### [Work required]
Could you rewrite all of the material below with every "ground truth" replaced by "reference labels" and nothing else changed? Leave the pictures out of your answer.

### [Supplied data]
— Begin —

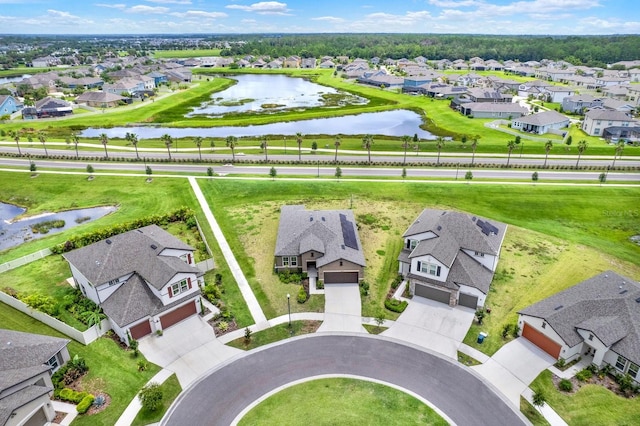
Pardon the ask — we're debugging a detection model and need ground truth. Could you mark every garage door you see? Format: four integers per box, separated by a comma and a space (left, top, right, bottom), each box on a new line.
129, 321, 151, 340
160, 302, 196, 329
324, 272, 358, 284
416, 284, 449, 305
522, 322, 562, 359
458, 293, 478, 309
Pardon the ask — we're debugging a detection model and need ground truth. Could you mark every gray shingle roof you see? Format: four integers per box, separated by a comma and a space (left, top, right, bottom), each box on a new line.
275, 205, 366, 267
520, 271, 640, 364
64, 225, 199, 290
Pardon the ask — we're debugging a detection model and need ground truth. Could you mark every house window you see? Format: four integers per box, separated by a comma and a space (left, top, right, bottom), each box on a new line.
169, 280, 191, 297
616, 355, 627, 371
420, 263, 441, 277
47, 355, 59, 371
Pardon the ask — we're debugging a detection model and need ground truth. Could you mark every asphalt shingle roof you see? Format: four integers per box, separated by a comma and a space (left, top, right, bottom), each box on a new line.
520, 271, 640, 364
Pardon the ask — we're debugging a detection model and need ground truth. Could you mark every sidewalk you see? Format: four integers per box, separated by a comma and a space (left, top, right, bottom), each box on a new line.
189, 176, 267, 324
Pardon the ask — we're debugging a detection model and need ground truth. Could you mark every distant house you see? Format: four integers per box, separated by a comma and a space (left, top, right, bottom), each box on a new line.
0, 329, 69, 426
518, 271, 640, 383
511, 111, 570, 135
582, 109, 637, 136
64, 225, 203, 342
0, 95, 18, 116
275, 205, 366, 284
398, 209, 507, 309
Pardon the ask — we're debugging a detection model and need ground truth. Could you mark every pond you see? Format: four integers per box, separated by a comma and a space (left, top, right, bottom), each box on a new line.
80, 110, 435, 139
0, 202, 117, 250
187, 74, 369, 117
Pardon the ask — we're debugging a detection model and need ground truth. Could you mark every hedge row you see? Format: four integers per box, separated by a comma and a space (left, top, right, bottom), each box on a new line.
51, 207, 194, 254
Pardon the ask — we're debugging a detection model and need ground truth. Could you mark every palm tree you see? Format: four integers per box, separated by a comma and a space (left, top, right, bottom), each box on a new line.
227, 136, 238, 161
129, 133, 140, 160
296, 132, 302, 161
193, 136, 204, 161
38, 132, 49, 157
402, 135, 411, 166
471, 136, 478, 166
608, 141, 624, 168
99, 133, 109, 158
436, 136, 444, 165
260, 136, 269, 162
362, 135, 373, 164
160, 133, 173, 161
507, 140, 516, 167
576, 139, 589, 168
71, 133, 80, 158
333, 136, 342, 163
542, 141, 553, 167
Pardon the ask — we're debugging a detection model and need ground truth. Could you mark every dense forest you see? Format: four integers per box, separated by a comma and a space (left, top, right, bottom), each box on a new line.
220, 34, 640, 67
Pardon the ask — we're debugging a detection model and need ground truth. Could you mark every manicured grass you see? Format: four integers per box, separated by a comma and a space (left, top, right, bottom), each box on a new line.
464, 226, 640, 355
530, 370, 640, 426
131, 374, 182, 426
227, 321, 322, 351
239, 378, 447, 426
0, 303, 160, 426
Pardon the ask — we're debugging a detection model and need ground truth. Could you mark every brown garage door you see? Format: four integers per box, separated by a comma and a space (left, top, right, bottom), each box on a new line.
458, 293, 478, 309
522, 322, 562, 359
416, 284, 449, 305
160, 302, 196, 329
324, 272, 358, 284
129, 321, 151, 340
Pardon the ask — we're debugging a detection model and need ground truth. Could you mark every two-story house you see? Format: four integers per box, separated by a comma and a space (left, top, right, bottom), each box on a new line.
398, 209, 507, 309
64, 225, 204, 342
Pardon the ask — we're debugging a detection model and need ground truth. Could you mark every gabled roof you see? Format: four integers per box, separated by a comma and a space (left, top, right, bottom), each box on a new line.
519, 271, 640, 364
64, 225, 199, 290
275, 205, 366, 266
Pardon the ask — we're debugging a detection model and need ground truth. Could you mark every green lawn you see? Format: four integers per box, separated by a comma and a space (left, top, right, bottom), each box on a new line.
131, 374, 182, 426
531, 370, 640, 426
227, 321, 322, 351
0, 303, 160, 426
239, 378, 447, 426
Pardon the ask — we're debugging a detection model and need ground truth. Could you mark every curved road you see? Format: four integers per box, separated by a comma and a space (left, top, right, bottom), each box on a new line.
161, 333, 529, 426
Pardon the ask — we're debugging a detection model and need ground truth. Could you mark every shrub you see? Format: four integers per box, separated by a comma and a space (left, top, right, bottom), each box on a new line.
558, 379, 573, 392
76, 395, 95, 414
384, 299, 408, 314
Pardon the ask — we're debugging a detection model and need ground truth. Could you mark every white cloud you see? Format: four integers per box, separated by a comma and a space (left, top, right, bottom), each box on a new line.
226, 1, 289, 15
127, 4, 169, 14
311, 16, 344, 24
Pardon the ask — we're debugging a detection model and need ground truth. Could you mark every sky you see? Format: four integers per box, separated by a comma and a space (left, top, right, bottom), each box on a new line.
0, 0, 640, 35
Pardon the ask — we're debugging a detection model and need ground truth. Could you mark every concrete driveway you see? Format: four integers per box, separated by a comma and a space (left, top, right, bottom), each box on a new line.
382, 297, 475, 359
139, 315, 243, 389
318, 283, 367, 333
471, 337, 555, 407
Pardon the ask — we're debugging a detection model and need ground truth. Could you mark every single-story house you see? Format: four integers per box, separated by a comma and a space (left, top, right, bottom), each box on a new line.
582, 109, 636, 136
398, 209, 507, 309
64, 225, 204, 342
511, 111, 570, 135
460, 102, 529, 118
518, 271, 640, 383
0, 329, 69, 426
275, 205, 366, 284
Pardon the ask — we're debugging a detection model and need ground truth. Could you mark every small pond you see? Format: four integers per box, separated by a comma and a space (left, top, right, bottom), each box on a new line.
0, 203, 117, 250
81, 110, 435, 139
187, 74, 369, 117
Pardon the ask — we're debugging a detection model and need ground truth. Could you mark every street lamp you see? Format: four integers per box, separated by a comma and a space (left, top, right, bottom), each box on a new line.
287, 293, 291, 329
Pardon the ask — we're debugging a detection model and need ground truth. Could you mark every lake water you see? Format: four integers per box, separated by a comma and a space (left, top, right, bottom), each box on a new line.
0, 203, 117, 250
80, 110, 435, 139
187, 74, 368, 117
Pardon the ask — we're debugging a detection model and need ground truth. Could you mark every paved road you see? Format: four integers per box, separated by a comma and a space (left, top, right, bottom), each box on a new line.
161, 334, 529, 426
0, 158, 640, 183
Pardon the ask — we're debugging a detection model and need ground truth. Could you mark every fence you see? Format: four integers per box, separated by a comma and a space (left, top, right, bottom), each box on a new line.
0, 291, 111, 345
0, 249, 51, 274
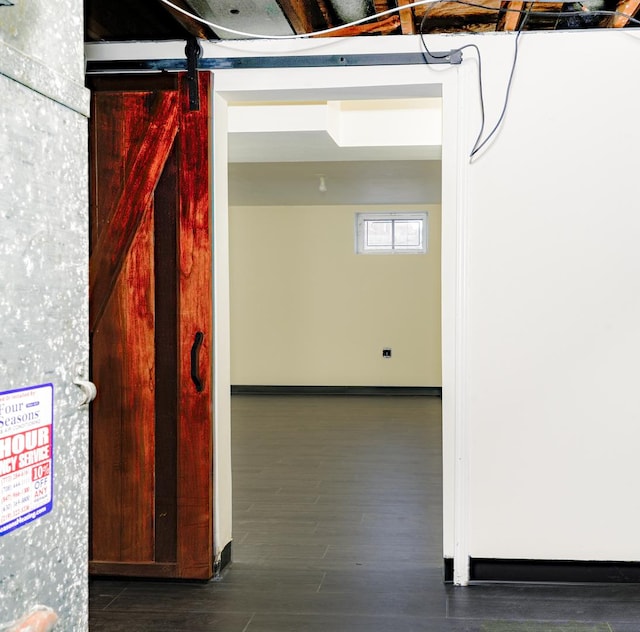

— End —

### [Correct result]
Pardon the ask — we're debugging a detection model and need reference labels. Could you mark every garage door you see? Format: four integers per box, separated by a comma and a space (left, top, right, bottom), each box on a new line.
129, 321, 151, 340
160, 302, 196, 329
324, 272, 358, 284
416, 284, 449, 305
522, 322, 562, 359
458, 293, 478, 309
Pardon the ask — we're debugging a detection model and need reference labels. Could you mark every gray shingle roof you see? Format: four integers per box, separated by a comma and a space (left, top, right, bottom), each box on a new line.
275, 205, 366, 267
520, 271, 640, 364
64, 225, 199, 290
Pardon the ask — we're debugging a detection model and need reference labels. Could you mark every house window you see? Format: four integers per box, separated by a comma and a space (left, top, right, bottom), each box on a new line.
169, 280, 191, 297
616, 355, 627, 371
420, 263, 441, 277
47, 355, 59, 371
Pardon the ask — we're debugging a detection model and need reference labels. Could you mark every asphalt shingle roof you see? Format: four integers per box, separated by a comma and a space (left, top, right, bottom), each box on a new line.
520, 271, 640, 364
Pardon the ask — we're debugging a detection model and need reference labels. Could you mark every sidewalk you see? Format: four integers per box, separated by a comma and a space (left, top, right, bottom), each box on a new line.
189, 176, 267, 324
Pardon the ask — we're debugging a detection model and need reference labels. Could you mark every distant house you see? Format: four integers per box, separated by a comma and a space (left, top, right, bottom), each box on a new line.
0, 329, 69, 426
518, 271, 640, 383
511, 111, 570, 135
582, 109, 637, 136
64, 225, 203, 342
0, 95, 18, 116
275, 205, 366, 284
398, 209, 507, 309
Pardon the ask — we're debugging a detection model and need reference labels. Could you mark every pond you see? Format: four integers per box, separated by a comma and a space (left, top, right, bottom), each box on a new line.
80, 110, 435, 139
0, 202, 117, 250
187, 74, 369, 117
Pardon the ask — we're debugging a detection model and need reference labels. Could you mark every hedge row you see? Format: four integers per box, separated by a comma and a space (left, top, right, bottom), each box on a new line.
51, 207, 194, 254
Pardon the ask — we're debugging a detection model and need reference labels. Could you mark every palm tree you see? Format: four integers per box, separated by a comma and a space (left, top, right, bottom), each box on a new line.
227, 136, 238, 161
129, 133, 140, 160
296, 132, 302, 161
193, 136, 204, 161
38, 132, 49, 157
402, 135, 411, 166
471, 136, 478, 166
608, 141, 624, 168
99, 133, 109, 158
436, 136, 444, 165
260, 136, 269, 162
362, 135, 373, 164
160, 133, 173, 161
507, 140, 516, 167
576, 139, 589, 168
71, 133, 80, 158
333, 136, 342, 163
542, 141, 553, 167
Pardon the ask — we're debugging a detection model and need reference labels. Could you mark every dense forest you see? Format: four integers per box, separated by a comma and a space (left, top, right, bottom), each box on a new line.
220, 34, 640, 67
Pardon the ask — we're debugging a detection model and need reference labels. Could you mark every manicured grass you see? Format: four integers per box, separated by a comma and a space (left, top, right, bottom), each box on a new line.
464, 226, 640, 355
530, 370, 640, 426
131, 374, 182, 426
227, 321, 322, 351
239, 378, 447, 426
0, 303, 160, 426
Pardon the ask — we're debugging a detection model and need reference labels. Could you mark every brown garage door you see? Format: four integers per box, separated by a comma and a space (left, top, right, bottom), each box on a new line.
458, 293, 478, 309
522, 322, 562, 359
416, 284, 449, 305
160, 302, 196, 329
324, 272, 358, 284
129, 321, 151, 340
Pardon the ask — we're debugging a detection model and need reference labels. Could you mark every two-story house you see? Format: four integers per box, separated by a comma and a space (left, top, right, bottom), each box on a new line.
398, 209, 507, 309
64, 225, 204, 342
Pardon the ask — we're debugging a detection model and need reference labels. Could you mark every gabled roof you see? Format: four integers per box, separated by a comma and a space (left, top, right, bottom), each box on a new line.
519, 271, 640, 364
64, 225, 199, 290
275, 205, 366, 266
Pardon the ask — we're debugging a detection model and need reference labels. Could you mark every green lawn you see? Format: four integers per box, separated by a comma and a space (left, top, right, bottom), each box on a new line.
131, 374, 182, 426
531, 370, 640, 426
227, 321, 322, 351
0, 303, 160, 426
239, 378, 447, 426
Pardon the ask — we're debugging a detection model and need reference labels. Could you mark every curved road you see? Format: four integers per box, separated by a comma and a space (left, top, right, bottom), each box on a new line.
161, 333, 529, 426
Pardon the ask — we're debugging a detection model and need reference labels. Could you mark every shrub you see? Format: four integers per box, separated by a comma and a space (left, top, right, bottom), each box on a new line.
558, 379, 573, 392
76, 395, 95, 414
384, 299, 408, 314
Pardon the ask — we're debugging a detection model and need reference labels. Could you mark every white cloud you see? Format: four integers per box, separated by a comma and a space (left, top, right, bottom), each box on a new line.
226, 1, 289, 15
127, 4, 169, 14
311, 16, 344, 24
Pardon the ask — we're debugging a detection model and need reference labels. Could you mark every sky you see? Format: four integers per box, separated by a comma and a space (left, top, right, bottom), each box on a new line.
0, 0, 640, 35
Pardon the ask — we're debugging a detection model and need reference labels. Could you mark every concrete driveway you see? Format: four integers per box, separated by a comma and a space (left, top, right, bottom), each box on a new line.
382, 297, 475, 359
139, 315, 243, 389
318, 283, 367, 333
471, 337, 555, 407
Pardon the ask — we're debugging a detection model and need reference labels. Could you mark every single-story house you see? Format: four integers per box, separated by a comma and a space (left, top, right, bottom), each box on a new line.
582, 109, 636, 136
398, 209, 507, 309
64, 225, 204, 342
511, 111, 570, 135
460, 102, 529, 118
518, 271, 640, 383
0, 329, 69, 426
275, 205, 366, 284
Pardon the ask — we're debugging a detection model and need reference labels. Could you mark every small pond you see? Format: four integers per box, separated by a comma and a space (left, top, right, bottom), each box on a new line.
0, 203, 117, 250
81, 110, 435, 139
187, 74, 369, 117
Pardon the ask — we're debugging a detection model and need reference labels. Could you mark every street lamp you see? Format: four integers per box, separated by a comma and a space (left, top, right, bottom), each box on a new line.
287, 293, 291, 329
Pardon the ask — we're debugging a detection model and need reference labels. Could you mark every lake water you see? Format: four integers per box, separated by a comma and a space (left, top, right, bottom), each box on a new line.
0, 203, 117, 250
80, 110, 435, 139
187, 74, 368, 117
Pardon the ask — we're debugging a detection model and need reference labels. Could you mark every paved road you see? Format: four integers per box, separated by a comma and a space (left, top, right, bottom), each box on a new line.
161, 334, 529, 426
0, 158, 640, 183
Pardon the ask — we're debugging a detection model and need reference labels. Could you mark every fence you see? Format: four integers per box, separated by a comma and a space (left, top, right, bottom), each box on a new line.
0, 291, 111, 345
0, 249, 51, 274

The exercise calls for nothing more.